-- START RECORDED INFORMATION --
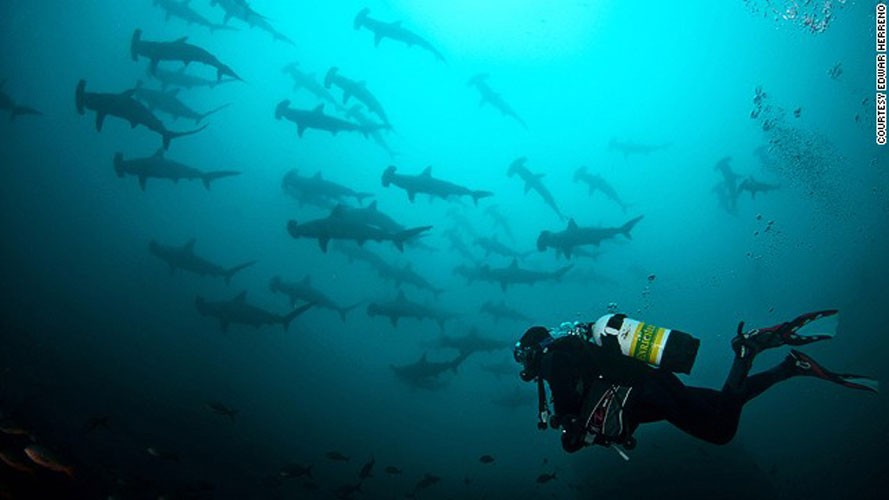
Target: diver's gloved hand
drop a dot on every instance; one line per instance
(572, 434)
(757, 340)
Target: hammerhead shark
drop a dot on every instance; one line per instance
(123, 105)
(167, 101)
(316, 119)
(303, 290)
(185, 259)
(480, 81)
(595, 183)
(392, 31)
(157, 166)
(356, 89)
(574, 235)
(237, 310)
(177, 50)
(182, 10)
(533, 181)
(426, 184)
(336, 226)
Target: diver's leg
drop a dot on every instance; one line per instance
(706, 414)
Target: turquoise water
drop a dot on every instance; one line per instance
(94, 325)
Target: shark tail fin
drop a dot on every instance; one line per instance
(78, 97)
(209, 177)
(169, 136)
(134, 44)
(387, 175)
(361, 196)
(561, 272)
(281, 108)
(626, 228)
(402, 236)
(579, 173)
(212, 111)
(360, 18)
(343, 311)
(476, 195)
(118, 164)
(224, 70)
(231, 272)
(329, 77)
(22, 110)
(294, 313)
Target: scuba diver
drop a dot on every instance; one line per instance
(602, 392)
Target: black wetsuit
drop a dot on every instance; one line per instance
(573, 368)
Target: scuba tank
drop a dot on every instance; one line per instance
(665, 348)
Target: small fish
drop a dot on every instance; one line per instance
(337, 456)
(367, 470)
(545, 478)
(163, 454)
(94, 423)
(427, 481)
(13, 429)
(295, 470)
(221, 409)
(45, 458)
(15, 461)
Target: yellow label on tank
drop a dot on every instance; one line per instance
(647, 340)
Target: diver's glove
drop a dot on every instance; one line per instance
(752, 342)
(581, 329)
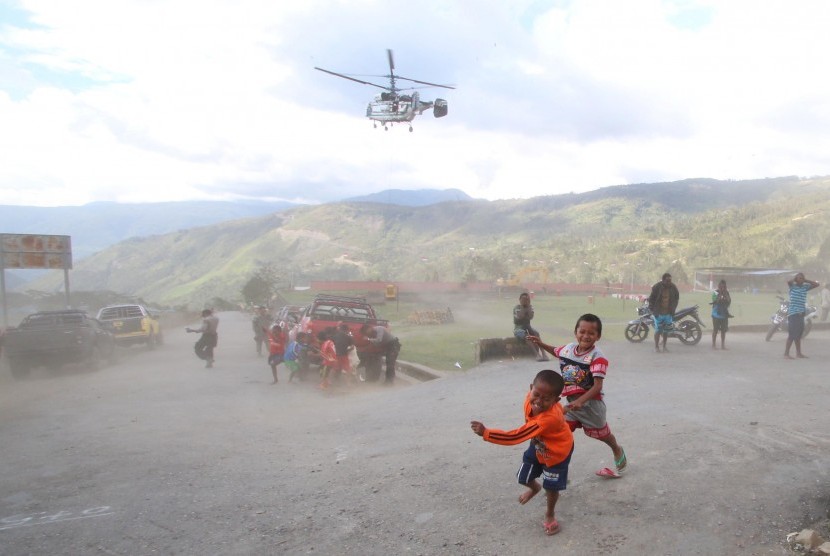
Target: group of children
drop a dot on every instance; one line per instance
(549, 425)
(336, 345)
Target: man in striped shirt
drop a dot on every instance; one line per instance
(799, 286)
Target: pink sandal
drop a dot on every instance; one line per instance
(551, 527)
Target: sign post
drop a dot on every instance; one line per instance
(34, 251)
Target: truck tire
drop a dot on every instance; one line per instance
(94, 359)
(372, 365)
(19, 369)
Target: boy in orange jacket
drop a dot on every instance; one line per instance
(551, 443)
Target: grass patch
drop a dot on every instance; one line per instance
(440, 346)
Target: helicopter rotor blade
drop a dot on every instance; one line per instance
(352, 78)
(424, 82)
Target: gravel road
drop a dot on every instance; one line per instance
(728, 452)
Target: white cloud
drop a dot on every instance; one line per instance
(174, 99)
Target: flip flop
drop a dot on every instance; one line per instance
(551, 527)
(609, 473)
(622, 462)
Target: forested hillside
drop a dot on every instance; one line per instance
(614, 234)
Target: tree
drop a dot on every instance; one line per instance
(261, 286)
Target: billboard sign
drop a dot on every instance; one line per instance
(35, 251)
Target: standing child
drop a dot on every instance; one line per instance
(720, 314)
(551, 443)
(583, 369)
(343, 346)
(291, 356)
(276, 348)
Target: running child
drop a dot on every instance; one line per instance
(276, 348)
(329, 355)
(583, 368)
(551, 443)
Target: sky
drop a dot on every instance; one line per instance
(173, 100)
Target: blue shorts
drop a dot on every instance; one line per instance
(662, 323)
(553, 478)
(275, 359)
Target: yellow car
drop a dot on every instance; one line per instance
(131, 324)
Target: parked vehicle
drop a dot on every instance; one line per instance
(780, 321)
(330, 310)
(131, 324)
(290, 314)
(687, 326)
(54, 338)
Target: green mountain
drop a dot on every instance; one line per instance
(613, 234)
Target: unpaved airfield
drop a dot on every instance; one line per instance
(729, 451)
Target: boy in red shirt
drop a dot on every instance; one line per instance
(583, 368)
(551, 443)
(276, 347)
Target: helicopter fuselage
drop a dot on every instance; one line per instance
(388, 107)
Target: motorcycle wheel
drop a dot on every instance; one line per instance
(636, 332)
(691, 333)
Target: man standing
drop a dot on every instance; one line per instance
(210, 338)
(522, 315)
(390, 346)
(825, 302)
(799, 286)
(261, 323)
(663, 303)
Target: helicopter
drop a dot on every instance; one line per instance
(390, 106)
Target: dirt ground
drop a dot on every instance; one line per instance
(728, 452)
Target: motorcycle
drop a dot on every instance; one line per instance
(779, 319)
(687, 326)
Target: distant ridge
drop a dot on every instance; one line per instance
(412, 198)
(624, 234)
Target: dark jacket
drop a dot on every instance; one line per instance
(657, 293)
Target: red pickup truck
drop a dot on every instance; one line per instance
(330, 310)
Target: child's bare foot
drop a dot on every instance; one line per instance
(551, 525)
(532, 490)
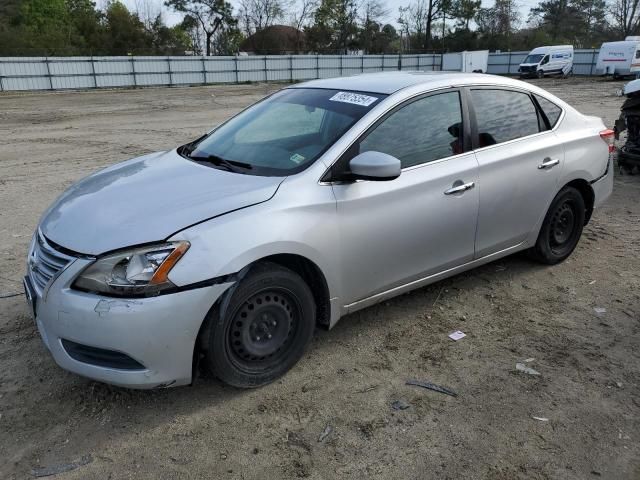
-- END RECORDED INFORMATION --
:: WHAT IS NEEDED ::
Copy the entries from the line containing "Target: green mountain" through the end of the entries, inclusive, with "helicopter" changed to "chopper" and nothing else altered. Leave out the pictures.

:: ANSWER TO THIS PROBLEM ::
Target: green mountain
drop a dot on every instance; one line per instance
(613, 234)
Target: unpaved airfield
drop a dot on every instance; one line per instance
(729, 451)
Target: boy in red shirt
drop a dot on every instance; one line per instance
(583, 368)
(551, 443)
(276, 347)
Target: chopper fuselage
drop a dot on every instance; one line per instance
(388, 107)
Target: motorcycle wheel
drop a dot on every instance; one line per instance
(636, 332)
(691, 333)
Target: man standing
drop a dot on every instance; one line per instance
(210, 338)
(522, 315)
(390, 346)
(825, 302)
(799, 286)
(261, 323)
(663, 303)
Target: chopper
drop a dot on every instance; one line per instance
(390, 106)
Target: dirt ground
drop a dot on every instance; one line per instance
(728, 452)
Target: motorcycle
drop a dot on every instance; one line per instance
(779, 319)
(687, 326)
Target: distant ridge
drop a dot on every instance; one line per instance
(412, 198)
(624, 234)
Target: dark jacket
drop a dot on every instance; one line per instance
(657, 293)
Target: red pickup truck
drop a dot on every instance; one line per instance
(330, 310)
Target: child's bare foot
drop a dot on every instance; one line per instance
(551, 525)
(532, 490)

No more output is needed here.